[Opening Information section]

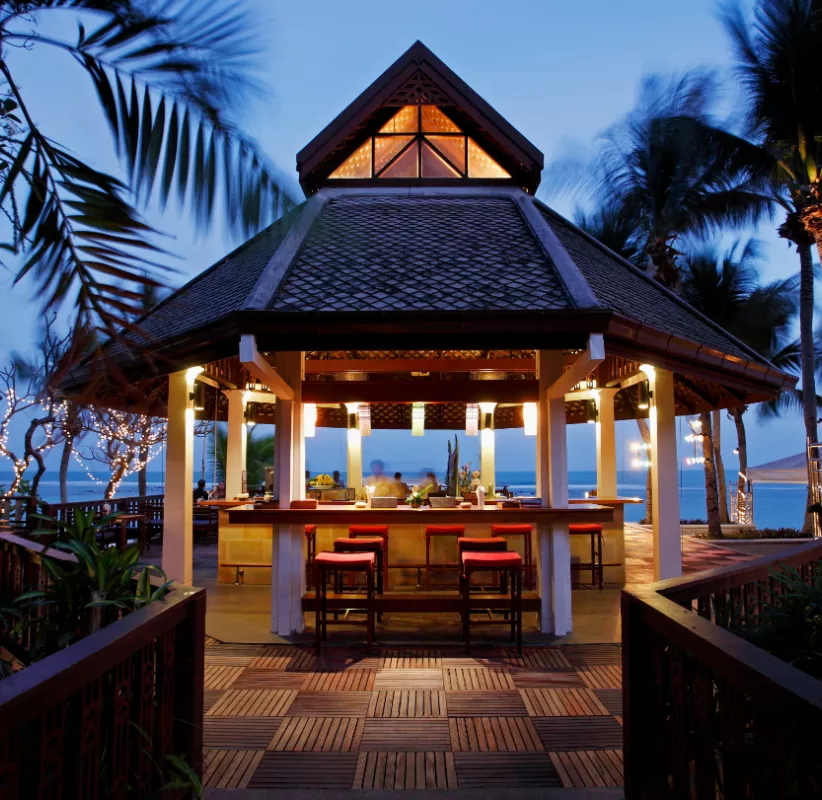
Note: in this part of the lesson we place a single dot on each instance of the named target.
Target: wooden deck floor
(278, 718)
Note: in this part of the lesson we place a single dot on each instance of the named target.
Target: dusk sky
(559, 72)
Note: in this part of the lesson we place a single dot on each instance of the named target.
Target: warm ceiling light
(309, 420)
(529, 418)
(418, 419)
(643, 395)
(590, 411)
(364, 418)
(471, 419)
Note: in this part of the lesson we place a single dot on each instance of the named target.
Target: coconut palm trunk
(711, 493)
(716, 422)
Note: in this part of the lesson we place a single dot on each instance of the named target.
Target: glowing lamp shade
(529, 418)
(418, 419)
(364, 416)
(471, 419)
(310, 419)
(643, 395)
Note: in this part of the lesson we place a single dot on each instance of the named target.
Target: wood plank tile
(602, 676)
(458, 679)
(562, 703)
(239, 733)
(319, 734)
(253, 703)
(407, 703)
(210, 697)
(581, 655)
(219, 676)
(579, 733)
(546, 679)
(410, 658)
(330, 704)
(409, 679)
(511, 770)
(494, 734)
(230, 769)
(402, 770)
(419, 735)
(353, 680)
(252, 678)
(281, 770)
(589, 768)
(611, 699)
(486, 704)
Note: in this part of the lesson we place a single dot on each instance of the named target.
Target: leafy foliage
(170, 77)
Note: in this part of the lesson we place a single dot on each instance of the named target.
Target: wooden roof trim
(386, 84)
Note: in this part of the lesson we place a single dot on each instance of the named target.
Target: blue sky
(559, 72)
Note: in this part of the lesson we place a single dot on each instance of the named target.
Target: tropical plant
(171, 79)
(777, 53)
(259, 454)
(724, 285)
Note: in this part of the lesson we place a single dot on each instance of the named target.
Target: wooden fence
(96, 719)
(708, 714)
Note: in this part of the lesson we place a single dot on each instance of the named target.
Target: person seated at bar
(378, 479)
(399, 488)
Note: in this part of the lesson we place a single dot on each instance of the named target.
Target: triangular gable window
(419, 142)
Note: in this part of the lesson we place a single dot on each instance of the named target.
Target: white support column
(236, 442)
(664, 474)
(353, 475)
(606, 443)
(554, 566)
(288, 565)
(488, 468)
(178, 531)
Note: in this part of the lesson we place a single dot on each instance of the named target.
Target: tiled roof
(621, 287)
(420, 253)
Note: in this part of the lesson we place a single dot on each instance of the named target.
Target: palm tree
(778, 61)
(724, 285)
(171, 78)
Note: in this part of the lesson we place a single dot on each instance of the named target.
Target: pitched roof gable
(419, 77)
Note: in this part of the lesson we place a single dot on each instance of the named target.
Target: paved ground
(278, 718)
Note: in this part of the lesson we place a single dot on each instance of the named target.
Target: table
(285, 531)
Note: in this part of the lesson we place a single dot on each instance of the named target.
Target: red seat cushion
(507, 560)
(368, 530)
(494, 544)
(345, 560)
(514, 529)
(363, 543)
(588, 527)
(444, 530)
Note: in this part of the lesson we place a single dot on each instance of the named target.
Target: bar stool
(526, 531)
(504, 562)
(326, 562)
(433, 531)
(374, 530)
(595, 565)
(311, 552)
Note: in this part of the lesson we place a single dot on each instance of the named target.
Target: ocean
(775, 505)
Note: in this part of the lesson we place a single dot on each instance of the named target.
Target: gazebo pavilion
(420, 278)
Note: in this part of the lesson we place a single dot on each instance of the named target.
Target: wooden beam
(422, 391)
(253, 361)
(580, 368)
(383, 365)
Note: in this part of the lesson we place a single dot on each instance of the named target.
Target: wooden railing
(95, 720)
(708, 714)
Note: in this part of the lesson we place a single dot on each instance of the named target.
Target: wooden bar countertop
(404, 515)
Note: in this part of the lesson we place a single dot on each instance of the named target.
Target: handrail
(706, 712)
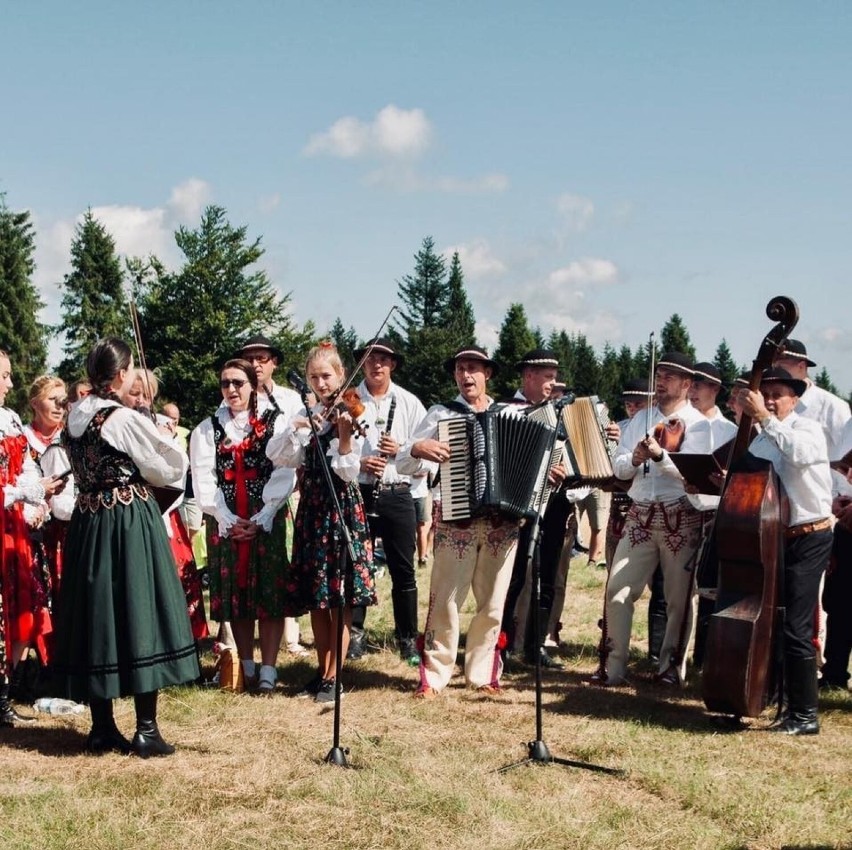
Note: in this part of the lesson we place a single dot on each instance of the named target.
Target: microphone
(295, 380)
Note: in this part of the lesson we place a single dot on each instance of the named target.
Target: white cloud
(393, 133)
(477, 259)
(189, 199)
(576, 211)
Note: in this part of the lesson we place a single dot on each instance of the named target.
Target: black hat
(777, 375)
(708, 373)
(470, 352)
(636, 388)
(381, 346)
(260, 342)
(538, 357)
(676, 362)
(796, 349)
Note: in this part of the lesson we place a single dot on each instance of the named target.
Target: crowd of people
(105, 499)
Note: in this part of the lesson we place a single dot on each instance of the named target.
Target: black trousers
(837, 602)
(549, 548)
(805, 559)
(396, 523)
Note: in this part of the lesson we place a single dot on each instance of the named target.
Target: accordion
(588, 451)
(498, 461)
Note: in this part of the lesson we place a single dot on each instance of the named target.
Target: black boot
(8, 715)
(534, 643)
(147, 740)
(405, 615)
(802, 695)
(105, 737)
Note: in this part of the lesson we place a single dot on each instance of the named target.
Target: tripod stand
(537, 750)
(346, 558)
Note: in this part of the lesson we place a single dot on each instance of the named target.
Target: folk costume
(472, 554)
(797, 449)
(26, 579)
(122, 626)
(314, 582)
(233, 478)
(662, 527)
(390, 502)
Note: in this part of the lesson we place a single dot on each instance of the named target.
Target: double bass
(738, 671)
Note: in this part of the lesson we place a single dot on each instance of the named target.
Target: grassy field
(250, 772)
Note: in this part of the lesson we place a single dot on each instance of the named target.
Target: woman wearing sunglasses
(236, 485)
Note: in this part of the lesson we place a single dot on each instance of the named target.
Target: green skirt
(123, 627)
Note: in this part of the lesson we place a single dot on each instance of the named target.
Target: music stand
(537, 750)
(337, 754)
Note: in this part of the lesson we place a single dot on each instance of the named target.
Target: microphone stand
(537, 750)
(337, 754)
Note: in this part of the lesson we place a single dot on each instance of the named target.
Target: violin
(346, 402)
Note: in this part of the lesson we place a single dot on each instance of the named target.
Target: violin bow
(652, 350)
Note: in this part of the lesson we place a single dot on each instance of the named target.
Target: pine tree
(94, 304)
(425, 293)
(22, 336)
(675, 337)
(426, 341)
(515, 340)
(459, 318)
(824, 381)
(194, 319)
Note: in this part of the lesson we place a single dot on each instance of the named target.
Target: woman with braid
(122, 627)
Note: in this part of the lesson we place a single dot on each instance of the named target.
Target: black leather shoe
(148, 742)
(794, 726)
(102, 741)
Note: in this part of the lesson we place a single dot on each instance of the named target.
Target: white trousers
(656, 533)
(478, 556)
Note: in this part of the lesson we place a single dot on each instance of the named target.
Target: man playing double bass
(797, 449)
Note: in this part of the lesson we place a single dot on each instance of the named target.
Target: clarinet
(377, 485)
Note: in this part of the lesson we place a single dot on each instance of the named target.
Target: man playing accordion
(473, 553)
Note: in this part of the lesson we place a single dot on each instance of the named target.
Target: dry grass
(249, 772)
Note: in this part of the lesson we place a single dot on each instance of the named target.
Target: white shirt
(287, 449)
(663, 482)
(797, 450)
(830, 411)
(27, 488)
(54, 462)
(408, 414)
(159, 460)
(210, 498)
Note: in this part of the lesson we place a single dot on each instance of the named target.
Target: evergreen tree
(675, 337)
(824, 381)
(194, 319)
(459, 318)
(346, 342)
(93, 302)
(22, 336)
(515, 340)
(425, 294)
(587, 373)
(724, 361)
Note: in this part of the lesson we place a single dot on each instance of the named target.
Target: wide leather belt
(807, 528)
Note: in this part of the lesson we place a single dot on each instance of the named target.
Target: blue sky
(605, 164)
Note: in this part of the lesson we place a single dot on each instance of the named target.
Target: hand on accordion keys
(433, 450)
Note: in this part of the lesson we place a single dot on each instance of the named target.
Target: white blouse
(211, 499)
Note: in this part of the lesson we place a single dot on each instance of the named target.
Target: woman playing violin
(315, 579)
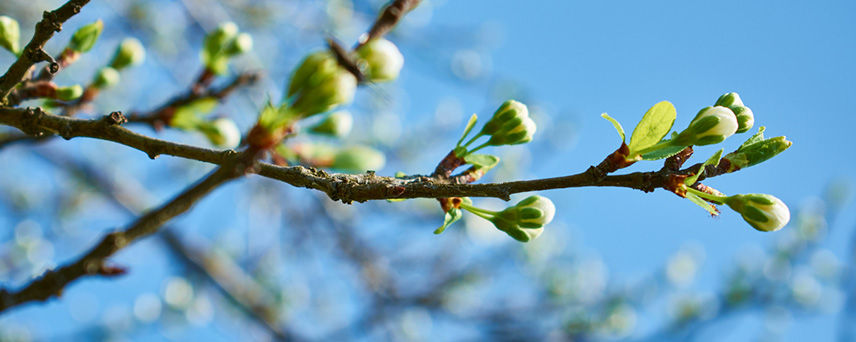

[Closing Information section]

▸ **The task**:
If a line falls between the one containing "Target: evergreen tree" and the last line of the entries above, both included, reproduce it exactly; leave the pictures out.

▸ **Result**:
Target: evergreen tree
(675, 337)
(824, 381)
(194, 319)
(459, 318)
(346, 342)
(93, 302)
(22, 336)
(515, 340)
(425, 294)
(587, 373)
(724, 361)
Note: in this part of the lesson we place a single dot on each instance of the named target.
Target: wide leather belt
(807, 528)
Note: in this part of the lesson we place a single dot on each instance of the named target.
Target: blue sky
(605, 164)
Note: in this part of the lesson we place a single dot on each instance of the named target.
Target: hand on accordion keys
(433, 450)
Note: in this part of the lesson we place a single dot on each instance of the named target.
Target: white blouse
(211, 499)
Note: in this part of the lesson we place a single dot on each instance of the named target.
Target: woman playing violin
(315, 579)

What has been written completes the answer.